(TAREFA 1):
Segundo o trecho sobre autismo, em que ano e em que cidade foi criado o Instituto UniTEA?
(TAREFA 2):
Dê seguimento ao trecho sobre autismo a partir da última frase apresentada.

(TRECHO):
__________________________________________________

Olhar diferenciado é preciso
A fonoaudióloga e especialista em Neurociências aplicada à Linguagem e à Aprendizagem Franciele Michelon, que atua como diretora de projetos do Instituto UniTEA — Movimento Unidos pelo Autismo, criado em 2018, em Caxias do Sul, acredita que a aceitação acontece quando a família compreende que o autista não é um ser humano "normal", mas sim único, com muitas potencialidades.
— No caso do grau leve, o autismo é imperceptível, o que faz com que os autistas sejam rotulados pela sociedade: eles passam por pessoas esquisitas e passam mais dificuldades na sociedade de uma forma geral, porque não são compreendidos. Há muitos adolescentes e adultos, geralmente, tímidos, introspectivos, excelentes em determinados assuntos, com hiper foco ou grau de inteligência elevado, e que nunca tiveram um diagnóstico de autismo.
Ela aponta ainda que há despreparo, inclusive de profissionais e da área da educação, para acolher alunos autistas.

__________________________________________________

(REGISTROS EXTRAÍDOS):
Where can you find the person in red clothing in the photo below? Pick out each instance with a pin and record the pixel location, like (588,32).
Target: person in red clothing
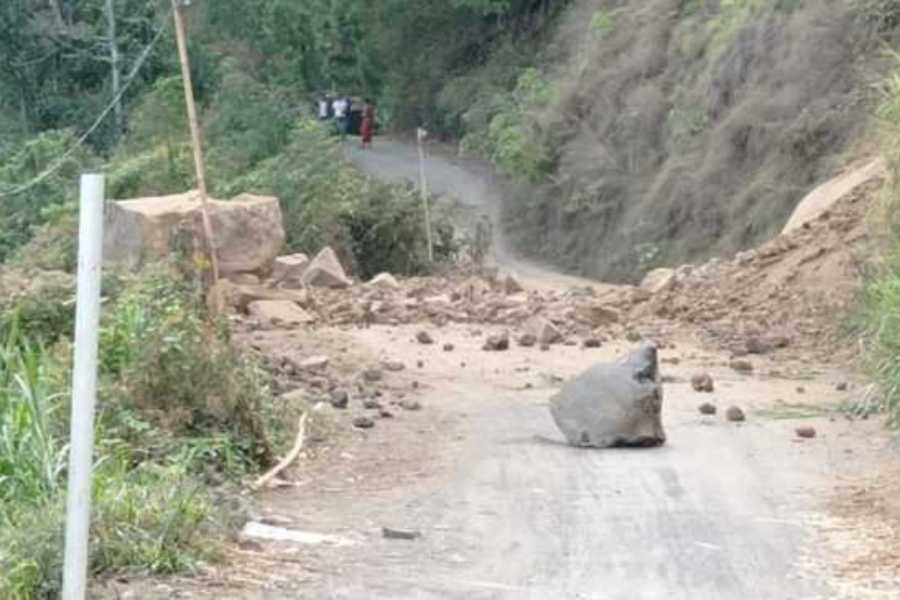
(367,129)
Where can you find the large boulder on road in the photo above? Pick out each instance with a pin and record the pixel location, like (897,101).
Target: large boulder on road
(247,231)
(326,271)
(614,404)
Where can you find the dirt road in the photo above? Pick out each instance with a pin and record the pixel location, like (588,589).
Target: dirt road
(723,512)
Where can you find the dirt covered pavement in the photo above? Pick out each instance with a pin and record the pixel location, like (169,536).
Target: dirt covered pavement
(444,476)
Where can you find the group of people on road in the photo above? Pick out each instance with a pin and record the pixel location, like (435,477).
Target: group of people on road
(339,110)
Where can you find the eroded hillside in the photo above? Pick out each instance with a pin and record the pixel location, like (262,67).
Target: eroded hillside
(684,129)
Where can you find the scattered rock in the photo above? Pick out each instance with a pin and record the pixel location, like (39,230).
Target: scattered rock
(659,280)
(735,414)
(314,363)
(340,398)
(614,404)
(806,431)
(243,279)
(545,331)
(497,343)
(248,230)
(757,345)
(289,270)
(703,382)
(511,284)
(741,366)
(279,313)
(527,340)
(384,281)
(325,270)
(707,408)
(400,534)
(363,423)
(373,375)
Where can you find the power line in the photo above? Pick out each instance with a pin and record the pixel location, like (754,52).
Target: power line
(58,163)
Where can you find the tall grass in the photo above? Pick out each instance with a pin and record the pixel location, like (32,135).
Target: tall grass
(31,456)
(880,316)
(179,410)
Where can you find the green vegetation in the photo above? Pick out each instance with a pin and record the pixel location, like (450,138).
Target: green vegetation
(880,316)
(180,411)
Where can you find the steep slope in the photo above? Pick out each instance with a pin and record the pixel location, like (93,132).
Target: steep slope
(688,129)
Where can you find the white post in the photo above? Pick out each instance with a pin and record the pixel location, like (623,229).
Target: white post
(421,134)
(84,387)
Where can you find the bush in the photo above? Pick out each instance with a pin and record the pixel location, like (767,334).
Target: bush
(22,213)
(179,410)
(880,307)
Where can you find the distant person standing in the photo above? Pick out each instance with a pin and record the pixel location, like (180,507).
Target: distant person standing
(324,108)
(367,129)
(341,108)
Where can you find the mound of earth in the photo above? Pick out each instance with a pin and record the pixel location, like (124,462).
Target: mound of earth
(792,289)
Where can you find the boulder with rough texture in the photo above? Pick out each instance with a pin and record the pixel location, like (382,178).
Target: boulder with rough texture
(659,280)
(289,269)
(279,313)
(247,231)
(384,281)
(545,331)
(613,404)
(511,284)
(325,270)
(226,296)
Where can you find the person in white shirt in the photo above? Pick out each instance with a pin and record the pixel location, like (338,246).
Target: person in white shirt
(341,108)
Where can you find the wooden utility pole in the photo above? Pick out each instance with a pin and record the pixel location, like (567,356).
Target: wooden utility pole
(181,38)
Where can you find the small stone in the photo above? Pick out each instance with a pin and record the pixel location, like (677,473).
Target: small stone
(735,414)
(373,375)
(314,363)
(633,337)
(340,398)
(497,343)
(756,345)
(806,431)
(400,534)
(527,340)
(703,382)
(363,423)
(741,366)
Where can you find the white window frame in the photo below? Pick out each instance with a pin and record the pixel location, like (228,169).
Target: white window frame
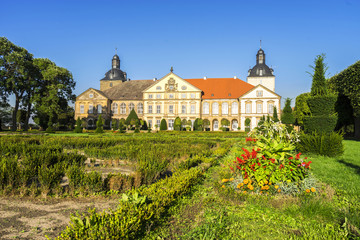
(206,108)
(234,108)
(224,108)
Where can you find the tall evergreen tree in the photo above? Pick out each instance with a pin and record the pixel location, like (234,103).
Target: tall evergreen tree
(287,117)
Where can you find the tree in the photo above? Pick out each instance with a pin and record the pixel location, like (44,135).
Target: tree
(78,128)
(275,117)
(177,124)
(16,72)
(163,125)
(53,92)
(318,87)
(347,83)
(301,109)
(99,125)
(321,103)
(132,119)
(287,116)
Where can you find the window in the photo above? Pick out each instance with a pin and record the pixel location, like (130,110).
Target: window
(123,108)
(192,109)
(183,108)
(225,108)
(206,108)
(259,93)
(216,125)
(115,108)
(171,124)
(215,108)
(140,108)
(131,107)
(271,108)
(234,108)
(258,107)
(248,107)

__________________________________________________

(RESPOSTA 1):
Em 2018, em Caxias do Sul.

(RESPOSTA 2):
— Há desconhecimento, sendo que a maioria das escolas apenas cumprem uma lei, mas nem todas têm essa vontade de ser inclusiva. Se os professores entenderem o autismo, a inclusão será natural e, por isso, no instituto, trabalhamos cursos para tirar as equipes da zona de conforto e se percebe que se ela tiver conhecimento, ela vai perceber que aquela atividade que o autista faz, que é sensorial, é um método que beneficia todos os outros.
A pedagoga Ana Cristina Fadanelli trabalha há 15 anos na educação especial. Para ela, apesar da inclusão ser tratada a um bom tempo e amparada legalmente, ainda há um longo caminho a ser percorrido. Ana lembra que na questão comportamental, normalmente, os autistas tendem a apresentar movimentos repetitivos, utilizados para se autorregular ou para expressar algum sentimento.
— Por serem muito sensíveis a estímulos, existem inúmeros fatores que podem desorganiza-los, desde sons, odores, toques entre outros. A mudança de rotina também pode ser um fator que leva a esta desorganização. Dentre todas as pessoas com deficiência que já passaram por mim ao longo da minha jornada como educadora, atendendo desde crianças bem pequenas até adultos, com certeza, o autismo é o mais fascinante e desafiador. Cada indivíduo é único e requer um olhar diferenciado para suas habilidades e dificuldades.
Sinais
A falta de interesse de se comunicar e interagir com os outros, com tendência ao isolamento, é uma característica básica do autismo. O diagnóstico ocorre geralmente por volta dos três anos. A Organização das Nações Unidas (ONU) escolheu o dia 2 de abril como Dia Mundial de Conscientização do Autismo, sendo que a campanha Abril Azul incentiva a inclusão e busca políticas públicas voltadas aos autistas.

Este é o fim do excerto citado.